Description of the task: Pick up the forum exchange about memory barriers on the IBM Power4 machine right after its final line, and carry it forward.

Selected passage:
Start
Any helpful explanations would be greatly appreciated.

Hoping you can shed some light.

-- Filbert

Alexander Terekhov

unread,

May 14, 2003, 4:01:15 AM5/14/03

to

Filbert wrote:
[...]

> Question 1: Would some people explain why a memory barrier is needed

Read this thread (and follow the embedded links, please):

http://www.google.com/groups?selm=3EBB7807.7E084553%40web.de
(Subject: The Inventor of Portable DCI-aka-DCL (using TSD) is... ;-) )

> Question 2: Let's say I want to implement on a multiprocessor IBM
> Power4 machine.

You're quite welcome. ;-)

> Assuming, from Question 1, that a memory barrier is needed, what is
> the minimum I can get away with, and why?
>
> http://www-1.ibm.com/servers/esdd/articles/power4_mem.html
>
> Will a "lwsync" suffice? "lwsync" prevents Load/Load, Store/Store, and
> Load/Store re-orderings, but not Store/Load re-orderings.
>
> Or do I need something stronger, like "isync", or heaven forbid
> "sync"? Could you provide an explanation for a neophyte like me?
End
Recorded information:
Start
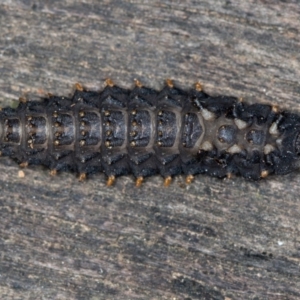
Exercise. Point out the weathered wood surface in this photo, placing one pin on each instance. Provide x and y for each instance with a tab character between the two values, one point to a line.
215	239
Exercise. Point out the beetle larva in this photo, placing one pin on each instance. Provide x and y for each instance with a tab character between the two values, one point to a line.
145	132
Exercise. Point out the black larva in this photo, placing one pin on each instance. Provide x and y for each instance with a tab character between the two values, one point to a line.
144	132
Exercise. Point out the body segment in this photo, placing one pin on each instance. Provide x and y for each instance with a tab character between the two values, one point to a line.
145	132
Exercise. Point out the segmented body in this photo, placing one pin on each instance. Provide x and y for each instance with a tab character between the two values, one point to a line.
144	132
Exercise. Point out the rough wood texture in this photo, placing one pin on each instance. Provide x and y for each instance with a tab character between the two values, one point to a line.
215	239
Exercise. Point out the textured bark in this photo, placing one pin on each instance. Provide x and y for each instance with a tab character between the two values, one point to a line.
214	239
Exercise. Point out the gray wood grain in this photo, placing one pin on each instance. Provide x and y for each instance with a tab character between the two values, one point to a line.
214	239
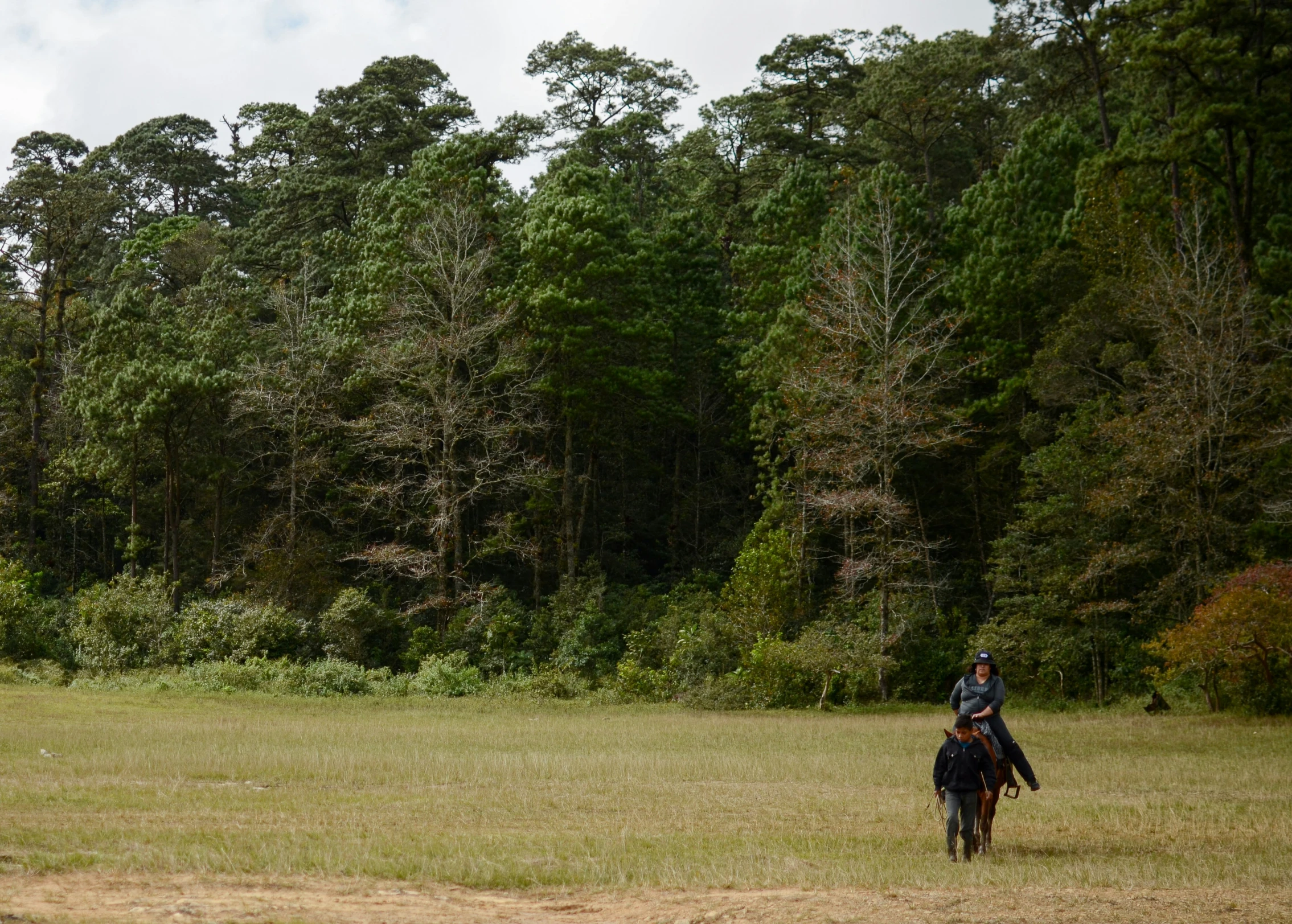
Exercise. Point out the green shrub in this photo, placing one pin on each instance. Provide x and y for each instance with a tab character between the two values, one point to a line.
End
Written answer:
Read this message (twice, please):

http://www.google.com/groups?selm=3EBBE66B.98885A41%40web.de
(Subject: The Inventor of Portable DCI-aka-DCL (using TSD) is... ;-) )

regards,
alexander.

P.S. If you'll have questions, please post a followup to the
"inventor" thread -- I just love it. ;-)

P.P.S. http://www.google.com/groups?selm=3EBF5B97.A501D252%40web.de

Here's one more "illustration":

atomic<const stuff*> instance_ptr = ATOMIC_INITIALIZER(0); // static
pthread_mutex_t instance_mtx = PTHREAD_MUTEX_INITIALIZER; // static

const stuff & instance() {
stuff * ptr;
if (0 == (ptr = instance_ptr.load_ddhlb())) {
mutex_guard(instance_mtx);
if (0 == (ptr = instance_ptr.load())) {
ptr = new stuff(/*...*/);
instance_ptr.store_ssb(ptr);
static deleter<stuff> cleanup(ptr);
}
}
return *ptr;
}

P.P.P.S. Give up! You'll NEVER "beat" a static local synchronized
by a threads-aware C++ implementation (similar stuff to what a "C"
POSIX threads implementation does for pthread_once(), but in much
more 'convenient' way designed specifically for static lazy stuff
in C++):

http://www.google.com/groups?selm=3EB430BD.D039CC%40web.de
http://www.google.com/groups?selm=3EBB8DDC.C81DF4AE%40web.de
(Subject: Re: scoped static singleton question)

Joseph Seigh

unread,

May 14, 2003, 7:46:32 AM5/14/03

to

Alexander Terekhov wrote:
>
> P.P.P.S. Give up! You'll NEVER "beat" a static local synchronized
> by a threads-aware C++ implementation (similar stuff to what a "C"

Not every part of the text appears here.